#### Texte fourni ####
Les enjeux géoéconomiques des nouvelles routes de la soie

Nawaz Sharif déclarait : “La paix et le développement sont indissociables. Le projet « One Belt, One road » implique que la géoéconomie doit prendre le pas sur les considérations géopolitiques, et que le centre de gravité doit glisser depuis le conflit vers la coopération ». Le dessein chinois autour des nouvelles routes de la soie consiste en un « projet géographique de connectivité réalisée », conformément au terme chinois « Hu Lian Hu Tong », qui définit une mise en réseau de centres névralgiques par des fils de soie, incluant une dynamique de mouvement. Avançant sur les traces de ses ancêtres, Xi Jinping, accompagné d’un groupe de hauts cadres du Parti Communiste Chinois, souhaite recréer un réseau de routes terrestres et maritimes reliant la Chine et l’Europe. Cette ambition nourrie autour de « Yídài Yílù » (« Une ceinture, une route ») est révélatrice d’une stratégie plus globale du pays, celle de se positionner en nouveau leader mondial à travers la maîtrise des routes commerciales, sous l’étendard de la coopération. Et si N. Sharif déterminait la nécessité d’un glissement du centre de gravité, il s’agit moins de celui du conflit vers la coopération sinon de celui du glissement de la puissance vers un nouveau pôle. Ceci est d’autant plus vrai que le projet porte en sa nature même les germes de la rivalité, se constituant dès lors comme un terreau fertile d’instabilité. S’intégrant dans une dynamique mondiale de remise en cause d’un équilibre délétère fondé sur l’Occident, le projet chinois résonne comme une déclaration de guerre économique sous couvert de partenariat. Il ne s’agit pas ici de contester l’opportunité que présente un tel projet, mais de mettre en exergue les réticences et menaces qu’il peut susciter.

Un projet à vocation mondiale

Englobant environ 60 pays à travers le monde, le projet initié en 2013 s’inscrit à la fois dans le passé, le présent et l’avenir de la Chine. Le passé d’abord, car il est symptomatique d’une Chine traumatisée et historiquement revancharde. Il faut dès lors remonter au XIX ème siècle et à la signature des « Traités Inégaux » imposée par les puissances occidentales, conséquence des Guerres de l’Opium. Cette expérience s’est imposée comme un traumatisme dans la pensée collective chinoise, laquelle, par lien de causalité, fera émerger un esprit de revanche, celui de reprendre d’une part son influence territoriale, et d’autre part les rênes de sa politique étrangère. C’est donc par empirisme que la Chine entend aujourd’hui, à travers le projet BRI, étendre et projeter sa puissance et son influence sur le Monde.
####
§ Liste des consignes:
**A.** Répondez à ces questions à partir du texte sur les nouvelles routes de la soie :
(i) Quel terme chinois désigne le « projet géographique de connectivité réalisée » ?
(ii) En quelle année le projet a-t-il été initié ?
(iii) De quels conflits la signature des « Traités Inégaux » est-elle présentée comme la conséquence ?
**B.** Recopiez sans rien changer le passage du texte sur les nouvelles routes de la soie qui s'ouvre sur les mots « Un projet à » et se clôt sur « sur le Monde. ».
**C.** Rédigez la suite du texte sur les nouvelles routes de la soie après sa dernière phrase.
Les données qui suivent proviennent d'une autre source.
#### Contenu des données ####
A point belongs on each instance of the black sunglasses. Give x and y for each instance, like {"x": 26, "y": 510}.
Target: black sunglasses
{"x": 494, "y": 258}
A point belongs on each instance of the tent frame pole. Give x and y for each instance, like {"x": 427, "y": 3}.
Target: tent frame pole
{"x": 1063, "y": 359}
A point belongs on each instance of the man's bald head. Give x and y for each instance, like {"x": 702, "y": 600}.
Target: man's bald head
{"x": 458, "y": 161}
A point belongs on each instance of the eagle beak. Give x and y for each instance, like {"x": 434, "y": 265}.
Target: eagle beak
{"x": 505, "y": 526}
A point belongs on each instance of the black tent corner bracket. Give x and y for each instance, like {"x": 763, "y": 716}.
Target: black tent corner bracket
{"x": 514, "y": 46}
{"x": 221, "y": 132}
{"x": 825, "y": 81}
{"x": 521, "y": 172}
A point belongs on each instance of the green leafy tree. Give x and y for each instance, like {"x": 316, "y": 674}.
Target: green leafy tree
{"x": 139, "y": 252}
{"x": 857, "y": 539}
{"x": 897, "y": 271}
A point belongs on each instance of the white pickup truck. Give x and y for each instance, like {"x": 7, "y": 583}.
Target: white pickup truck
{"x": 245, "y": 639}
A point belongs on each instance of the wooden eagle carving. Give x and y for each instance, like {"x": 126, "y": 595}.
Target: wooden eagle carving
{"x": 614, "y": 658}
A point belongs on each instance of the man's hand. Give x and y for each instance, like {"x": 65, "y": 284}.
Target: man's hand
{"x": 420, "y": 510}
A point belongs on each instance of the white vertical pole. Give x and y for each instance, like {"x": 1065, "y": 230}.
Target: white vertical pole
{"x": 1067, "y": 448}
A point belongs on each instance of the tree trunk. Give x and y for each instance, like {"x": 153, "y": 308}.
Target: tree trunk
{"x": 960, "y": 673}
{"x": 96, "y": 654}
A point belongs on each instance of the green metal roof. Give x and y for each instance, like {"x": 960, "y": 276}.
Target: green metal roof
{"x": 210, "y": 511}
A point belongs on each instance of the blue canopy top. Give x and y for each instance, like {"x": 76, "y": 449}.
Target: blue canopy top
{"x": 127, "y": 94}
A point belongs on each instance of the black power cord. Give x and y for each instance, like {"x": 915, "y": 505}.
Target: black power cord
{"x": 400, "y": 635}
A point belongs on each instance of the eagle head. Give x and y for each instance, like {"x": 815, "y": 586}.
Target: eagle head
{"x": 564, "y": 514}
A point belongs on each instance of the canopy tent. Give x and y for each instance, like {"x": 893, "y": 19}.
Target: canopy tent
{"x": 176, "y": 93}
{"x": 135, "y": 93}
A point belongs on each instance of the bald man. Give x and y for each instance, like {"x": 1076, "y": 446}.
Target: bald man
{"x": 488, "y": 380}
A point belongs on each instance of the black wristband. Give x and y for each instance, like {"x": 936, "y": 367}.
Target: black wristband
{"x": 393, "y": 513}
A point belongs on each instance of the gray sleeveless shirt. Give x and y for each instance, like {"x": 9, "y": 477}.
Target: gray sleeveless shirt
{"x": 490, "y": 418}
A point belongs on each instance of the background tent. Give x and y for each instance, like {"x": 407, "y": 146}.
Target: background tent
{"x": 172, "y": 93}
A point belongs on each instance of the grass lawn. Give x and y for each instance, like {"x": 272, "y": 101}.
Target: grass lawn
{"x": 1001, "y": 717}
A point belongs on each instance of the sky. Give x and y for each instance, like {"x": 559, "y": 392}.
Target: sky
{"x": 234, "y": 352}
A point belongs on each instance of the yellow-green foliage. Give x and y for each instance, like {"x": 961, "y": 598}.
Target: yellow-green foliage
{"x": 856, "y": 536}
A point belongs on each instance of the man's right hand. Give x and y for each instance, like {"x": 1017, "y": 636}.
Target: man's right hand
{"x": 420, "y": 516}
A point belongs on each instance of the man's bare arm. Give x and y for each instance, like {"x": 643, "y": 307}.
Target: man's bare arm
####
#### Contenu des données ####
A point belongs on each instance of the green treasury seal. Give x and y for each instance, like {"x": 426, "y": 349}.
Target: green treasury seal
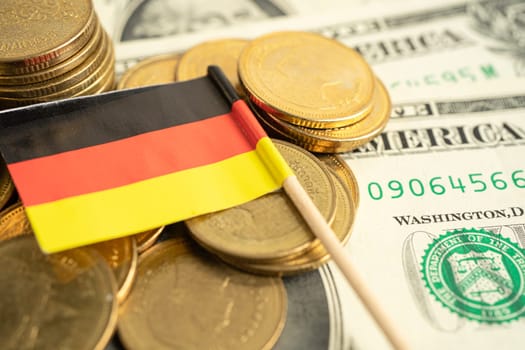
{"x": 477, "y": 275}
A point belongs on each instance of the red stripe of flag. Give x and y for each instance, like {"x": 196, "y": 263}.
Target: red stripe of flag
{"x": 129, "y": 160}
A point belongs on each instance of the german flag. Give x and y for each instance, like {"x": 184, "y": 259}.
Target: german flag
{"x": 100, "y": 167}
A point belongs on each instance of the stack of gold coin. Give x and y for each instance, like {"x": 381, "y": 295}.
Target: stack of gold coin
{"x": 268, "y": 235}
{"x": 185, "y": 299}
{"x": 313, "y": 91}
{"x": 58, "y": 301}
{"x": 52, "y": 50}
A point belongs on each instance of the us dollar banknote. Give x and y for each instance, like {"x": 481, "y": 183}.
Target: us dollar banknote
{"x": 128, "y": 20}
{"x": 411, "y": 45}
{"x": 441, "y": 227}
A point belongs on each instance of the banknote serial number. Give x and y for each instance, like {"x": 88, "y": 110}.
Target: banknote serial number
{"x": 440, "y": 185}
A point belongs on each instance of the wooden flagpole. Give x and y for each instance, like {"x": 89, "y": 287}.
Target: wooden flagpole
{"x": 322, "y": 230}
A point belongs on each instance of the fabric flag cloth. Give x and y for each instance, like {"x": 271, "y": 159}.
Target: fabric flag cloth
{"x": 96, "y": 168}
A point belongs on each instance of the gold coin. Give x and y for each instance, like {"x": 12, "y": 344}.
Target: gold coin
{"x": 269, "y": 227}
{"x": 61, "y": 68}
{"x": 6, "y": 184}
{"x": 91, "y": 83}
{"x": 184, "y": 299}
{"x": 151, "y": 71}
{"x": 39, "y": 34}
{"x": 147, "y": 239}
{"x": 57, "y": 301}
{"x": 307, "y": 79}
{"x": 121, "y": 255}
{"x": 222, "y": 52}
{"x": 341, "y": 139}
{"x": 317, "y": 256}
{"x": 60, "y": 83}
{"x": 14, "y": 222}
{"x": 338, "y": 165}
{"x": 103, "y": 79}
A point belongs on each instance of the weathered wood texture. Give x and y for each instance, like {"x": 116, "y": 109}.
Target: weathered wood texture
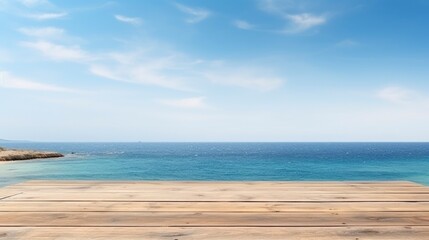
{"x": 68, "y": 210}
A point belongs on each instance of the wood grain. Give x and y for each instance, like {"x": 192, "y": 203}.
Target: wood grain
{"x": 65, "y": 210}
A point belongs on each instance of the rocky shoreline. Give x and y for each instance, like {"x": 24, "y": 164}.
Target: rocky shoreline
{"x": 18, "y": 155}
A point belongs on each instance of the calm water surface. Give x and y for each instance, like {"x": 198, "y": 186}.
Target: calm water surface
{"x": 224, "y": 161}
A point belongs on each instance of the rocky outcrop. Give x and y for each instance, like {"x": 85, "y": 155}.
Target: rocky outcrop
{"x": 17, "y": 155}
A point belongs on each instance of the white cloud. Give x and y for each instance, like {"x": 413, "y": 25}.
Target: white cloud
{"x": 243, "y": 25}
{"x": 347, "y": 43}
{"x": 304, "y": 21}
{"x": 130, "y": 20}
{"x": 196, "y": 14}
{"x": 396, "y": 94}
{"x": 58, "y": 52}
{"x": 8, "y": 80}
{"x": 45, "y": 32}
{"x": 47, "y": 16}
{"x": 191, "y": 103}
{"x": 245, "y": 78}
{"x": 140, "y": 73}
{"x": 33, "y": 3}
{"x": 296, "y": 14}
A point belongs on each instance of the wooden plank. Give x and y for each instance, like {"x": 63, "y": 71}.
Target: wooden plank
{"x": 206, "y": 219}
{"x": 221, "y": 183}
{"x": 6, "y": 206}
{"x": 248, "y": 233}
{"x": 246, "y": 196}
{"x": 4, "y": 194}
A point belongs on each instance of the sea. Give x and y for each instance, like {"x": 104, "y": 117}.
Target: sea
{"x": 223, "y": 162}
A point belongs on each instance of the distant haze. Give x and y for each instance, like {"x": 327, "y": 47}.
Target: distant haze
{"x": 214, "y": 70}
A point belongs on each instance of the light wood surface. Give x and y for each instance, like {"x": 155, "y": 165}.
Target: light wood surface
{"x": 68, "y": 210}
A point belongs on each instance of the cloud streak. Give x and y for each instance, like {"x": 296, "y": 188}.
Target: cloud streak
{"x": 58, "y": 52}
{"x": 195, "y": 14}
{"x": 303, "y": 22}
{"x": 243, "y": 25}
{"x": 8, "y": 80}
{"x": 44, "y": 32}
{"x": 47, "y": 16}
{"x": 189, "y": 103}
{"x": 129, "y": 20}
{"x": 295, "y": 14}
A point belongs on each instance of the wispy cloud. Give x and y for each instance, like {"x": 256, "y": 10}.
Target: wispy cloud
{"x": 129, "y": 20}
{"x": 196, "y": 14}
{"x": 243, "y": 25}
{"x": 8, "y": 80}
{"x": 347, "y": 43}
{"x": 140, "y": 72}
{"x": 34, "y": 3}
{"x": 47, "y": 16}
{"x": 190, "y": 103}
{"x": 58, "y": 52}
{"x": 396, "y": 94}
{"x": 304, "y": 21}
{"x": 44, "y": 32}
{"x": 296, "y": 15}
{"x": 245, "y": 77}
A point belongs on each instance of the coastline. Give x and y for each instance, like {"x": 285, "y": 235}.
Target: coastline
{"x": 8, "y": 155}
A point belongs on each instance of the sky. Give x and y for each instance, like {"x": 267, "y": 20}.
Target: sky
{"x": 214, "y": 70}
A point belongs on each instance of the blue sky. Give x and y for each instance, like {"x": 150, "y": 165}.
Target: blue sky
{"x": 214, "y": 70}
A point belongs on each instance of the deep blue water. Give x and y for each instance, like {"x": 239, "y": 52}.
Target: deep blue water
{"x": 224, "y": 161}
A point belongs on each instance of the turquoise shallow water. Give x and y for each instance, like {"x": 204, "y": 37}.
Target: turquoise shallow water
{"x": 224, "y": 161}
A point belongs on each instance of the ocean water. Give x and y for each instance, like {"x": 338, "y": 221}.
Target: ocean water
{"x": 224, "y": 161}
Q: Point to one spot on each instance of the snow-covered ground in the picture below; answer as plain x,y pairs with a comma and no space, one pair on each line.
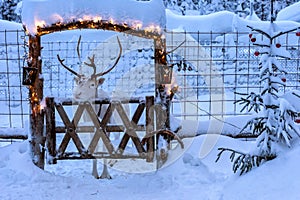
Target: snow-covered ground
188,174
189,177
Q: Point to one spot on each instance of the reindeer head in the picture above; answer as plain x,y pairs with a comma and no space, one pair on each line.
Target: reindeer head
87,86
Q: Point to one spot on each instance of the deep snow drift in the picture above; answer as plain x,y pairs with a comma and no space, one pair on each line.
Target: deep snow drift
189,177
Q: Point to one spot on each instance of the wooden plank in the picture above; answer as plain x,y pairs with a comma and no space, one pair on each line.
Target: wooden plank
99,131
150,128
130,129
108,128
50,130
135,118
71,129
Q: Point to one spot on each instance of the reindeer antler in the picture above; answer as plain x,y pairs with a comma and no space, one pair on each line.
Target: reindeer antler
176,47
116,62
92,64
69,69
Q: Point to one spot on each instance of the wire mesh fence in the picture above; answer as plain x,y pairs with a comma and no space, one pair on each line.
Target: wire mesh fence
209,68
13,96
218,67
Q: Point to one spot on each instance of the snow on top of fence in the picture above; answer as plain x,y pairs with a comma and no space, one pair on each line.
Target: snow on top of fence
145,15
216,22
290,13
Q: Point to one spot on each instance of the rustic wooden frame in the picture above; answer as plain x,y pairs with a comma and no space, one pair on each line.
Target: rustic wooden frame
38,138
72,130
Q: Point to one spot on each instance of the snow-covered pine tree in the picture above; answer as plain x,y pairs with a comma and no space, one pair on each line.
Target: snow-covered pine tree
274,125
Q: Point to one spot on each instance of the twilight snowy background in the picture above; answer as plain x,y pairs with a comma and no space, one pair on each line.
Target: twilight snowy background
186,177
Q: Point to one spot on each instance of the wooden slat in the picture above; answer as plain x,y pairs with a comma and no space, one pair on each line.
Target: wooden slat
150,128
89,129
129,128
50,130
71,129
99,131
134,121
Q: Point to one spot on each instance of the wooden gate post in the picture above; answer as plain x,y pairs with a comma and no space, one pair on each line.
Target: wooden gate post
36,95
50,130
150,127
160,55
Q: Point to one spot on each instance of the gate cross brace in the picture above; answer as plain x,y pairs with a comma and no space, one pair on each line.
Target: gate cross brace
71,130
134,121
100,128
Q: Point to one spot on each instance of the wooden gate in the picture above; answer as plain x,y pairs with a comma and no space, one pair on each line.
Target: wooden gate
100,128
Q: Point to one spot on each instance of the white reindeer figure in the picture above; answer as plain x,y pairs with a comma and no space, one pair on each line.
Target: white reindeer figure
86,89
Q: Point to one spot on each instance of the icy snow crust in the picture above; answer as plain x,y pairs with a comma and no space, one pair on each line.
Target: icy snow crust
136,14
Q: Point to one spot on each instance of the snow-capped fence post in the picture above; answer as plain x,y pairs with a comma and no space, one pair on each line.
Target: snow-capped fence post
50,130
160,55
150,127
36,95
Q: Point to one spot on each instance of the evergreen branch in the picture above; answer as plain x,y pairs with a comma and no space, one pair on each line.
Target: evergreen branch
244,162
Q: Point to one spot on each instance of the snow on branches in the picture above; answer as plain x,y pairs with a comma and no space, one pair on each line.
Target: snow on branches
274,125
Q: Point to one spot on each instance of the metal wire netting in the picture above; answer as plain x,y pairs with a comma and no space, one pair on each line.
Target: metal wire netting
####
§ Résultats de l'exercice:
**A.**
(i) Hu Lian Hu Tong
(ii) En 2013
(iii) Des Guerres de l'Opium

**B.**
Un projet à vocation mondiale

Englobant environ 60 pays à travers le monde, le projet initié en 2013 s’inscrit à la fois dans le passé, le présent et l’avenir de la Chine. Le passé d’abord, car il est symptomatique d’une Chine traumatisée et historiquement revancharde. Il faut dès lors remonter au XIX ème siècle et à la signature des « Traités Inégaux » imposée par les puissances occidentales, conséquence des Guerres de l’Opium. Cette expérience s’est imposée comme un traumatisme dans la pensée collective chinoise, laquelle, par lien de causalité, fera émerger un esprit de revanche, celui de reprendre d’une part son influence territoriale, et d’autre part les rênes de sa politique étrangère. C’est donc par empirisme que la Chine entend aujourd’hui, à travers le projet BRI, étendre et projeter sa puissance et son influence sur le Monde.

**C.**
Le projet s’articule autour de trois axes majoritaires : une route terrestre, une route maritime, et une route digitale. Le tracé de la route terrestre ferroviaire, bien qu’il n’existe pas de tracé officiel, est caractéristique de la stratégie chinoise. Ainsi, les premières étapes se situent en Asie Centrale, aire historiquement sous influence russe, regorgeant de ressources minérales et d’hydrocarbures. Le second segment de la route terrestre traduit une volonté chinoise d’intégration, un caractère inclusif du projet, puisqu’elle passerait à travers un certain nombre de puissances régionales dont la situation géopolitique prête à polémique : l’Iran, la Turquie et la Russie.

La seconde route, maritime, s’insère dans une double dynamique stratégique intitulée « Le Collier de Perles ». Pour la Chine, il s’agit d’une part d’étendre sa Zone Economique Exclusive en Mer de Chine par la revendication territoriale d’îles disputées, et d’autre part de se dégager des accès à l’Océan Indien par l’investissement financier dans des ports majeurs du Golfe du Bengale.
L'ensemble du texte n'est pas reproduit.